Supplied records -
<<<<

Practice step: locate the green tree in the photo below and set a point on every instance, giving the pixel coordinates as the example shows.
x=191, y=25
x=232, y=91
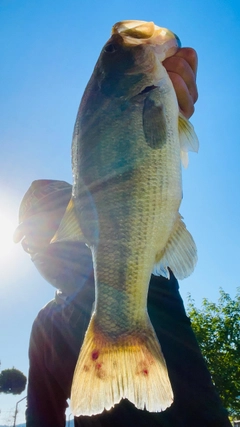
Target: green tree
x=217, y=328
x=12, y=381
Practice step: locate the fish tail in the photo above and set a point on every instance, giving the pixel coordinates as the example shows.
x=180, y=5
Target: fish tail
x=109, y=370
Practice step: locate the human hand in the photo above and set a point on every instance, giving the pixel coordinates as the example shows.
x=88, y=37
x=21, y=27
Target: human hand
x=182, y=70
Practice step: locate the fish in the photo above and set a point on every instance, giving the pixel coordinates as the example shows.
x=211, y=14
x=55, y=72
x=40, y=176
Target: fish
x=128, y=144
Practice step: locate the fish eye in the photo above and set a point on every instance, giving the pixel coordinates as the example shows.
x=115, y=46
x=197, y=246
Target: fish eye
x=111, y=48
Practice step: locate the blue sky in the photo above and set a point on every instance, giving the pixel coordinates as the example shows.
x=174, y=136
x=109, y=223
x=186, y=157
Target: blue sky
x=48, y=51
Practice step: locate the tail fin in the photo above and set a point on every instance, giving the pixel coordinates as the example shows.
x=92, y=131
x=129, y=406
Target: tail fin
x=107, y=371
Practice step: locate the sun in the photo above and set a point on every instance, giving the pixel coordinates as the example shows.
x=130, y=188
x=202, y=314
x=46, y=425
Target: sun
x=7, y=227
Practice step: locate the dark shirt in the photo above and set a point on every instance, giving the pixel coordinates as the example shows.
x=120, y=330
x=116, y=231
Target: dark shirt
x=56, y=339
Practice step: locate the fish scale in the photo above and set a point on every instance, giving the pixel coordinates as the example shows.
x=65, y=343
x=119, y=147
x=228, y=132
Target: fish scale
x=128, y=142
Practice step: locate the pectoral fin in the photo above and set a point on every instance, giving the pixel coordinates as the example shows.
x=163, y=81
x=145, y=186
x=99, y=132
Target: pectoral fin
x=154, y=122
x=188, y=139
x=69, y=229
x=180, y=254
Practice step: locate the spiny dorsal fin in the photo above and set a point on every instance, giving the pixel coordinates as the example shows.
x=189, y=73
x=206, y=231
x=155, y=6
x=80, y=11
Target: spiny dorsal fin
x=187, y=137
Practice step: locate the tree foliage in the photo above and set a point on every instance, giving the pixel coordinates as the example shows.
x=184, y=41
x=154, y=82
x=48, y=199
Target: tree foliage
x=12, y=381
x=217, y=328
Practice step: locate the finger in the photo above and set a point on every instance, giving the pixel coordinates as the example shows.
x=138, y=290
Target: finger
x=185, y=100
x=178, y=65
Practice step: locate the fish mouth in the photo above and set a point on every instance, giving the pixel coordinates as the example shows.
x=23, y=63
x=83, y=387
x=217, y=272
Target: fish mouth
x=147, y=89
x=164, y=42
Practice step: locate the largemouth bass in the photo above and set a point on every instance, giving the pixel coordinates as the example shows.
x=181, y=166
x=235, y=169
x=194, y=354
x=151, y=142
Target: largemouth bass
x=128, y=142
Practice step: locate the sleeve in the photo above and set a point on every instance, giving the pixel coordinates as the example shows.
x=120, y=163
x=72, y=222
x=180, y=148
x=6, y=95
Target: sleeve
x=46, y=400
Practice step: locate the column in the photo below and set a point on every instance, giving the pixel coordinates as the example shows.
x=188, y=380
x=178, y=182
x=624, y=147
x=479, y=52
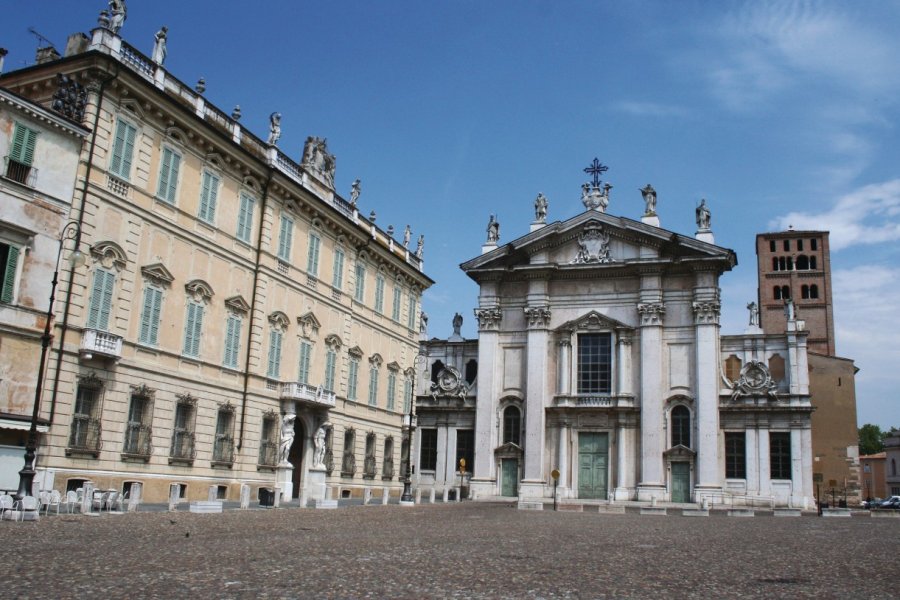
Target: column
x=706, y=343
x=653, y=436
x=536, y=398
x=489, y=380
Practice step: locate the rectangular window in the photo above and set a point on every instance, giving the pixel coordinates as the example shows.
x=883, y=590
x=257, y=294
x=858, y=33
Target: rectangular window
x=379, y=294
x=274, y=368
x=407, y=396
x=192, y=328
x=21, y=154
x=594, y=363
x=392, y=389
x=411, y=315
x=123, y=149
x=168, y=175
x=373, y=386
x=232, y=341
x=780, y=454
x=330, y=360
x=352, y=377
x=245, y=218
x=305, y=352
x=359, y=293
x=395, y=310
x=337, y=277
x=428, y=450
x=150, y=312
x=465, y=448
x=209, y=192
x=735, y=455
x=312, y=259
x=101, y=299
x=9, y=263
x=285, y=234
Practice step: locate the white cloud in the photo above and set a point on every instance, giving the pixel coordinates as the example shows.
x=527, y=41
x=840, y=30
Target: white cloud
x=869, y=215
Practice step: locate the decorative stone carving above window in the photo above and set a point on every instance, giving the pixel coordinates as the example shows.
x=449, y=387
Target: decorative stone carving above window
x=157, y=274
x=199, y=290
x=237, y=305
x=488, y=318
x=755, y=380
x=652, y=314
x=706, y=313
x=109, y=254
x=537, y=316
x=593, y=246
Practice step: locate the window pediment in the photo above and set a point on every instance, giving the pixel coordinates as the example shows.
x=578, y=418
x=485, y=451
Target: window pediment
x=158, y=274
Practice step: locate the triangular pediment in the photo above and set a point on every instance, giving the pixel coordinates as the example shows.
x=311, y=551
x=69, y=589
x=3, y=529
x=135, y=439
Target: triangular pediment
x=594, y=240
x=593, y=321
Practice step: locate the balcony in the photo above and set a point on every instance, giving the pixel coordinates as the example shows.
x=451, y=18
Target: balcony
x=101, y=344
x=84, y=437
x=138, y=442
x=307, y=394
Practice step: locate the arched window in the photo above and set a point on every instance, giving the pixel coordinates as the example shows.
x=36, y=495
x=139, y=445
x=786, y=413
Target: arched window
x=512, y=425
x=681, y=426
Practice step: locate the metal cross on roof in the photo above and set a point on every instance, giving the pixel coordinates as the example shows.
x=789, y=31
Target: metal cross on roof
x=594, y=170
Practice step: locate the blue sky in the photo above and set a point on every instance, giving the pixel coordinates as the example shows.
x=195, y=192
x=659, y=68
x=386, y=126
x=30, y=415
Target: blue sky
x=778, y=113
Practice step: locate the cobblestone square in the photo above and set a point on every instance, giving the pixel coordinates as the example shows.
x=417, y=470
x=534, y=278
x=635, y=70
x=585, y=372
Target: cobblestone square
x=468, y=550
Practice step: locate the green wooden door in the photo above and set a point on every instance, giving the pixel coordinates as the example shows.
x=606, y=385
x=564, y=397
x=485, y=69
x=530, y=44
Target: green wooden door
x=593, y=458
x=681, y=482
x=509, y=477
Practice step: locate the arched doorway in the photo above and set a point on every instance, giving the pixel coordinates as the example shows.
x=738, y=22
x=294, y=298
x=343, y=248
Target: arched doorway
x=295, y=457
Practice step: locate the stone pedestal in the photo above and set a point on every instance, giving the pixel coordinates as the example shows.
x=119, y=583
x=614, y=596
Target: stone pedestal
x=284, y=475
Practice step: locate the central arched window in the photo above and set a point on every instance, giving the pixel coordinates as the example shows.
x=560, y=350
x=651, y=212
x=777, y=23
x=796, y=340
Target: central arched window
x=512, y=425
x=681, y=426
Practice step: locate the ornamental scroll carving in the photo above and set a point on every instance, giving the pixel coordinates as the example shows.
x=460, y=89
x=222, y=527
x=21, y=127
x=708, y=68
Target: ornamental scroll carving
x=706, y=313
x=755, y=380
x=488, y=318
x=652, y=314
x=538, y=316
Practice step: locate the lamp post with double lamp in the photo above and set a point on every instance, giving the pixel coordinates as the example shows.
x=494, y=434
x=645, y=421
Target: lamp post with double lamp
x=409, y=426
x=26, y=476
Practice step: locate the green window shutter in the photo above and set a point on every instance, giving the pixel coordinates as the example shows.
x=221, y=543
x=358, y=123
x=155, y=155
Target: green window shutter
x=305, y=351
x=22, y=148
x=337, y=278
x=9, y=274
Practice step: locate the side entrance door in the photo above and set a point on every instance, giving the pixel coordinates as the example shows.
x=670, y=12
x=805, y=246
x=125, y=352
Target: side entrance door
x=509, y=477
x=681, y=482
x=593, y=458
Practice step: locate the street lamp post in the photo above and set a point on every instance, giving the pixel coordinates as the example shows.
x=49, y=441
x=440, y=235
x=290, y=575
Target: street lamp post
x=26, y=476
x=409, y=425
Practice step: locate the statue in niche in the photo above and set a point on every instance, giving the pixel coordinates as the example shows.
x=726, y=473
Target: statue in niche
x=493, y=231
x=274, y=128
x=703, y=216
x=420, y=246
x=159, y=46
x=319, y=444
x=649, y=200
x=457, y=324
x=540, y=208
x=117, y=15
x=754, y=314
x=287, y=437
x=355, y=189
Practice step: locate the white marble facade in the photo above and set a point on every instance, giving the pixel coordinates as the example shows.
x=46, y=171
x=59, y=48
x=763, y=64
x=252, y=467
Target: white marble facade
x=600, y=357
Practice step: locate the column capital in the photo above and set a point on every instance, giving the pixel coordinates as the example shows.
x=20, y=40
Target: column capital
x=652, y=313
x=488, y=318
x=538, y=317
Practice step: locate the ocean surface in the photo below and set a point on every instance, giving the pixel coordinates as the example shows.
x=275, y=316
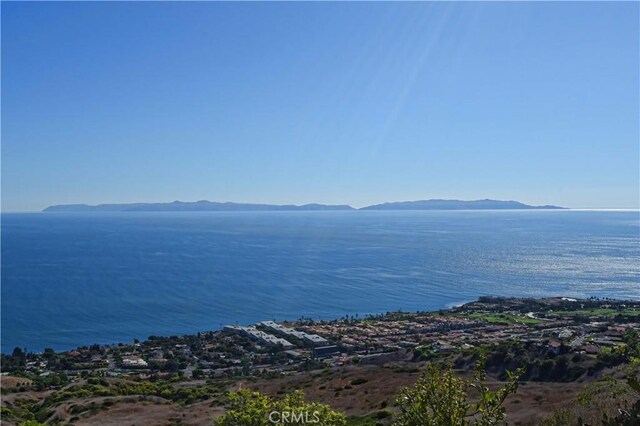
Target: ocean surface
x=78, y=279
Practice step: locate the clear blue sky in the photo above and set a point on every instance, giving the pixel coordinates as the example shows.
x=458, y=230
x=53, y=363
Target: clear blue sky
x=352, y=103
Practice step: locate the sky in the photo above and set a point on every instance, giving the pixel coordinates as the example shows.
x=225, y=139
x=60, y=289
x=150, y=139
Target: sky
x=338, y=103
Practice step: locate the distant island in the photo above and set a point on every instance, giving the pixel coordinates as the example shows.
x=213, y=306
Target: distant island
x=457, y=205
x=205, y=205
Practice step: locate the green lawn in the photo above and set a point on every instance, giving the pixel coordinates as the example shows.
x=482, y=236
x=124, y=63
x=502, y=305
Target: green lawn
x=601, y=312
x=504, y=318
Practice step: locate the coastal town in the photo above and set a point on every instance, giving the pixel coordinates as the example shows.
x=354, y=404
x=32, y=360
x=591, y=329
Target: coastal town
x=589, y=336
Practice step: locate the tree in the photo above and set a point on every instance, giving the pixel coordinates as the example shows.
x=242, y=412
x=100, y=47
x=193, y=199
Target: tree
x=249, y=408
x=440, y=398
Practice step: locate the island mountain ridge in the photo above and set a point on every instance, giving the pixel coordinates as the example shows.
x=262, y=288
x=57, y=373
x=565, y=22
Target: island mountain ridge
x=204, y=205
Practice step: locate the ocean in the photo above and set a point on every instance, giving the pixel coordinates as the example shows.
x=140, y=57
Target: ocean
x=78, y=279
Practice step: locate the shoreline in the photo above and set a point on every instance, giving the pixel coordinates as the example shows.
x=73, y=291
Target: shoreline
x=452, y=306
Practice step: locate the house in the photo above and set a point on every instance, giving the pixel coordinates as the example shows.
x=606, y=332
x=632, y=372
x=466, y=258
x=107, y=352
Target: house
x=554, y=347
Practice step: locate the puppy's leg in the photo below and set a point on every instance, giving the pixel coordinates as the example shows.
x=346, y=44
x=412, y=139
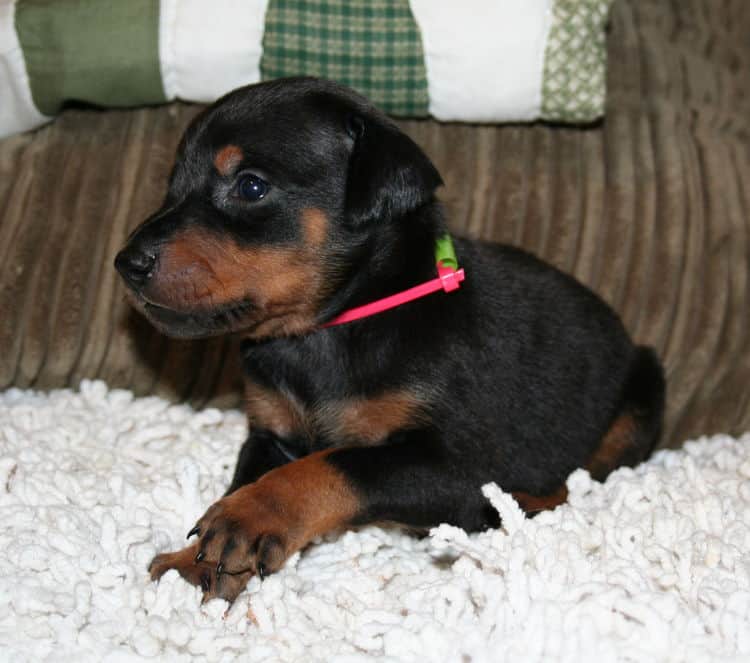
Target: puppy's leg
x=258, y=526
x=261, y=452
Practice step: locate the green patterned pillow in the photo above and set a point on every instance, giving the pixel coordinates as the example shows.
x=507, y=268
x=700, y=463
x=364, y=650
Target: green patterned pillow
x=474, y=61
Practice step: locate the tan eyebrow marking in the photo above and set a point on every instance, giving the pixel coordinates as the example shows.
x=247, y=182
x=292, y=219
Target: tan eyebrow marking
x=227, y=159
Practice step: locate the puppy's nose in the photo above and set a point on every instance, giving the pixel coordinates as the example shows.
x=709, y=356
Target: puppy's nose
x=135, y=266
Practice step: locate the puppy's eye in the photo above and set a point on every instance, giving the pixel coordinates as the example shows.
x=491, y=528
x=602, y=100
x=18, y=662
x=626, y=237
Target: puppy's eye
x=251, y=188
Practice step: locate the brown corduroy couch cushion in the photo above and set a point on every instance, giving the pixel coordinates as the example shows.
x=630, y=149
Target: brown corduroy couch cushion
x=650, y=209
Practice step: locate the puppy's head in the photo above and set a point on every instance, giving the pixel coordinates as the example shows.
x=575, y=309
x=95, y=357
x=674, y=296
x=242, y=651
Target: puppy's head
x=280, y=192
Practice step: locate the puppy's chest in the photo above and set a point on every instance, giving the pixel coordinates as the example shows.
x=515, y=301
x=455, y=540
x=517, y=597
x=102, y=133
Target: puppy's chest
x=322, y=421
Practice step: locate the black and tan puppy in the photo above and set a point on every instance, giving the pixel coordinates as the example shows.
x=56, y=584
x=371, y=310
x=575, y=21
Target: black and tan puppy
x=294, y=200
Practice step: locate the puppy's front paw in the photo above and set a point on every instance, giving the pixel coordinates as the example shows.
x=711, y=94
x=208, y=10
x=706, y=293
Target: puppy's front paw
x=201, y=574
x=247, y=532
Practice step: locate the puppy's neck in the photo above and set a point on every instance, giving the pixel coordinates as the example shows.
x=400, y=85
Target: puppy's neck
x=399, y=255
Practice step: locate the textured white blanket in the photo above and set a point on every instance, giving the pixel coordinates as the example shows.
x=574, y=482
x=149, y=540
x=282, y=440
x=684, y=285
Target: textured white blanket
x=654, y=565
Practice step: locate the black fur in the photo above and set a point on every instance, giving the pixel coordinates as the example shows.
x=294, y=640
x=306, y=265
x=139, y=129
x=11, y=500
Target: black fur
x=522, y=370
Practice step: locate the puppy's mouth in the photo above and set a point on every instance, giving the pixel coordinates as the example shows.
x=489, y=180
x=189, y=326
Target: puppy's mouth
x=195, y=323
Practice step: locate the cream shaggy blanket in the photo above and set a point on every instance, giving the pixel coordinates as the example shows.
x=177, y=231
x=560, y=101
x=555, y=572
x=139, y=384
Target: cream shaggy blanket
x=653, y=565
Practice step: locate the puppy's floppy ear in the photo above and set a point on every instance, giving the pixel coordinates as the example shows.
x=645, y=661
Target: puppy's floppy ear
x=388, y=175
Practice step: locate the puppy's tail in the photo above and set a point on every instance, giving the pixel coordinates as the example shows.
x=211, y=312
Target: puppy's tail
x=635, y=431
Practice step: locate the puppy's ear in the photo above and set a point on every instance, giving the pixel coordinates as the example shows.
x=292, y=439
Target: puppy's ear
x=388, y=175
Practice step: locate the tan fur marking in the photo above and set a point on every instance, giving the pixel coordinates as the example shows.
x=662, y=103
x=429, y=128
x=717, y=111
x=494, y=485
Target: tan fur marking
x=535, y=503
x=315, y=223
x=372, y=420
x=272, y=410
x=227, y=159
x=201, y=271
x=304, y=499
x=614, y=446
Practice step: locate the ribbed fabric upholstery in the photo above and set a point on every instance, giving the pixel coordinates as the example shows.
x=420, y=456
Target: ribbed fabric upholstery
x=650, y=208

>>>>

Task directions - Starting from the records above, filter out all lines except those containing the word "below".

Reply to the exercise -
Practice step: locate the green tree in the photo below and set a point on every instance, giving the pixel coordinates as the example shows.
Practice step: locate the column in the photo below and set a point on every instance, giving the pixel coordinates as the example shows.
Practice step: locate the ocean surface in the photo below and set a point on every instance, giving the pixel coordinates as the example shows.
Practice step: locate the puppy's leg in the photo below and set a point on every instance, giving the pixel coordinates as the example shows.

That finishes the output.